What you need to do:
(A) In the fishing forum thread, what rod does chuckNduck suggest trying?
(B) Render this sentence from the fishing forum thread in Spanish: "These must be the steelhead living near Chernobyl"
(C) Retype the part of the fishing forum thread starting at "## chuckNduck (Jun" and ending at "is any wiser...".

──────── Text excerpt

# 120lb braid and new rig?



## steelhead sniper 860 (Nov 6, 2013)

With warmer temps fish should be moving into the shallows thinking about trying some 120lb braid and my new rig, any opinions on rods to use or rigging suggestions?


----------



## laynhardwood (Dec 27, 2009)

You need a nice braided rope and a 27ft sport craft with twin 350's.


----------



## chuckNduck (Jun 29, 2012)

Try an extra heavy 6' rod to enable better penetration into their backs on the sweep, and you can drag them on to the bank faster, before no one is any wiser...


----------



## TRIPLE-J (Sep 18, 2006)

wow back to the 70's and salmon fishing on the chagrin I see ....lol
or you could put some feathers on it and make a streamer out of it and hit the spawners ...lol


----------



## 1MoreKast (Mar 15, 2008)

Runnin a bead I see...good spring choice


----------



## steelhead sniper 860 (Nov 6, 2013)

200mm chartreuse bead


----------



## laynhardwood (Dec 27, 2009)

steelhead sniper 860 said:


> 200mm chartreuse bead


These must be the steelhead living near Chernobyl


----------



## Willyboy (May 1, 2015)

a bead,I thought it was a tennis ball lol..............


----------



## ironfish (Jul 31, 2010)

steelhead sniper 860 said:


> View attachment 232943
> With warmer temps fish should be moving into the shallows thinking about trying some 120lb braid and my new rig, any opinions on rods to use or rigging suggestions?


 Pick up a used 12wt fly rod on ebay...


----------

────────────────
──────── Data records

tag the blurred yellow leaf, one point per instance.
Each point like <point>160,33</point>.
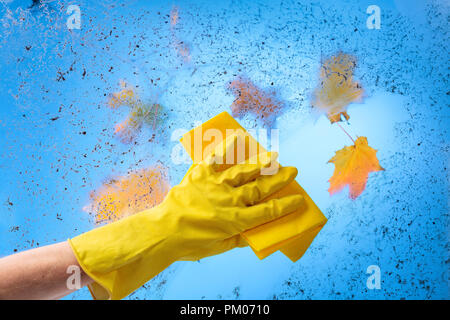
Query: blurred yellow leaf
<point>129,194</point>
<point>337,88</point>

────────────────

Correct answers:
(A) An extra heavy 6' rod.

(B) Estos deben ser los steelhead que viven cerca de Chernóbil

(C)
## chuckNduck (Jun 29, 2012)

Try an extra heavy 6' rod to enable better penetration into their backs on the sweep, and you can drag them on to the bank faster, before no one is any wiser...